* **TASKS**
a. In the court opinion below, how many withholding allowances did Thomas claim on the form he gave his employer?
b. Quote the court opinion below word for word, from "CourtU.S. Court of" to "ceased filing returns.".

* **SELECTED EXTRACT**
U.S. v. Thomas

Decision Date06 June 1986
Docket NumberNo. 85-2120,85-2120
Citation788 F.2d 1250
Parties-1215, 86-1 USTC P 9354 UNITED STATES of America, Plaintiff-Appellee, v. Kenneth L. THOMAS, Defendant-Appellant.
CourtU.S. Court of Appeals — Seventh Circuit

Andrew B. Spiegel, Chicago, Ill., for defendant-appellant.

Sharon E. Jones, Asst. U.S. Atty., and Anton Valukas, U.S. Atty., Chicago, Ill., for plaintiff-appellee.

Before CUDAHY and EASTERBROOK, Circuit Judges, and FAIRCHILD, Senior Circuit Judge.

EASTERBROOK, Circuit Judge.

From 1966 through 1976 Kenneth L. Thomas filed tax returns. Then he stopped, claiming that he had no tax liability. He filed a form informing his employer that he had 23 withholding allowances, which dramatically reduced the tax his employer withheld. He ceased filing returns.

An indictment filed March 19, 1984, charged Thomas with wilfully failing to file tax returns for the tax years 1979, 1980, and 1981, in violation of 26 U.S.C. Sec. 7203. A superseding indictment filed October 1, 1984, retained these three charges and added four more: failing to file tax returns for 1982 and 1983, and wilfully filing false certificates asking his employer to cease all withholding on the ground that he is "exempt" from taxation, in violation of 26 U.S.C. Sec. 7205. The 1983 return was due after the filing of the first indictment. The trial began on January 15, 1985, and the jury convicted Thomas on all counts. The district court sentenced Thomas to a total of four years' imprisonment and fined him $22,000. As the time sequence suggests, the principal problem is one of compliance with the Speedy Trial Act, 18 U.S.C. Sec. 3161 et seq. Before considering this problem, we clear out the underbrush.

I

1. Thomas is a tax protester, and one of his arguments is that he did not need to file tax returns because the sixteenth amendment is not part of the constitution. It was not properly ratified, Thomas insists, repeating the argument of W. Benson & M. Beckman, The Law That Never Was (1985). Benson and Beckman review the documents concerning the states' ratification of the sixteenth amendment and conclude that only four states ratified the sixteenth amendment; they insist that the official promulgation of that amendment by Secretary of State Knox in 1913 is therefore void.

* **RECORDS SHOWN**
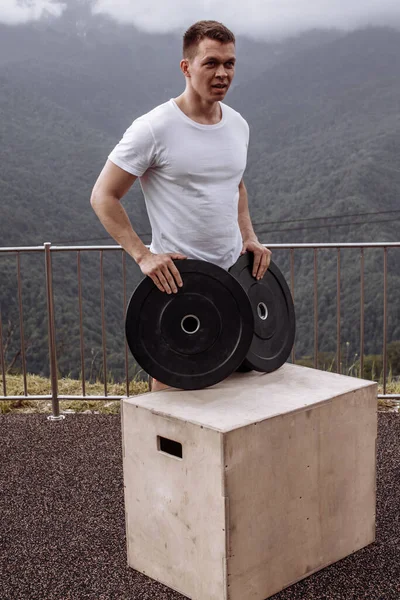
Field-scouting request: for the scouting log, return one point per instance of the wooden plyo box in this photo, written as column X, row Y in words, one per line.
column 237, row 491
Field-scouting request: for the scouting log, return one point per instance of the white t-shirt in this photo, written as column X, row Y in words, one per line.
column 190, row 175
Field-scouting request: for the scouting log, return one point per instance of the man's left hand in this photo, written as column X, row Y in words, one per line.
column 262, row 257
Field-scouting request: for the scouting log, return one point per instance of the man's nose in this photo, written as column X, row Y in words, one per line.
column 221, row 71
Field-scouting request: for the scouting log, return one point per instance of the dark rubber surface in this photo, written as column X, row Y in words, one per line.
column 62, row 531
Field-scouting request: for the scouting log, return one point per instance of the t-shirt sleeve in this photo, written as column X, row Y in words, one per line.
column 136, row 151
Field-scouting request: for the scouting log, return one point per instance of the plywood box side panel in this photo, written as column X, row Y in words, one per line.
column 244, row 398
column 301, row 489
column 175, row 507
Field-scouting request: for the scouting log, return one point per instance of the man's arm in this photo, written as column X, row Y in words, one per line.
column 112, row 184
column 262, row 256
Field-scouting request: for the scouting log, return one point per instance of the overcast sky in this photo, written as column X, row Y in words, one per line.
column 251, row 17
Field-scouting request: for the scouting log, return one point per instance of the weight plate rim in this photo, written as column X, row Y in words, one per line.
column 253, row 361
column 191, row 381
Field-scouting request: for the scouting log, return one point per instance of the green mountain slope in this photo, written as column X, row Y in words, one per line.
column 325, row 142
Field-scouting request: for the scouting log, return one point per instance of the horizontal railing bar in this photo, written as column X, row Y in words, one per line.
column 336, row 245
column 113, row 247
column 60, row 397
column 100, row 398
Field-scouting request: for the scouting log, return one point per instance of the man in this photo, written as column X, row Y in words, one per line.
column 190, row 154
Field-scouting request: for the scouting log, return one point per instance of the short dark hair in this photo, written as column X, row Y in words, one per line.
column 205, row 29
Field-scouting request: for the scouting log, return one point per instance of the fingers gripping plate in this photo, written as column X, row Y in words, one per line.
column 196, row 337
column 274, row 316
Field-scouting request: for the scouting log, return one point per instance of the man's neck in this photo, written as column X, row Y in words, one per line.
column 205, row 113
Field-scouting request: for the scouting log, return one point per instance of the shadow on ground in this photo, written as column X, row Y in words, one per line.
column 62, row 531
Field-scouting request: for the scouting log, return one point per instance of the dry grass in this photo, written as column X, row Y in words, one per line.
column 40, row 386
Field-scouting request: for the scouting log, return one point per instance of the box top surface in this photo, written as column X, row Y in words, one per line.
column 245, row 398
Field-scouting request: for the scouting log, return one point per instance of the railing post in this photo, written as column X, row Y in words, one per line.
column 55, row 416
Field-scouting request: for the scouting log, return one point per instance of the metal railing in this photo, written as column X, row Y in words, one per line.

* **EXPECTED ANSWERS**
a. 23

b.
CourtU.S. Court of Appeals — Seventh Circuit

Andrew B. Spiegel, Chicago, Ill., for defendant-appellant.

Sharon E. Jones, Asst. U.S. Atty., and Anton Valukas, U.S. Atty., Chicago, Ill., for plaintiff-appellee.

Before CUDAHY and EASTERBROOK, Circuit Judges, and FAIRCHILD, Senior Circuit Judge.

EASTERBROOK, Circuit Judge.

From 1966 through 1976 Kenneth L. Thomas filed tax returns. Then he stopped, claiming that he had no tax liability. He filed a form informing his employer that he had 23 withholding allowances, which dramatically reduced the tax his employer withheld. He ceased filing returns.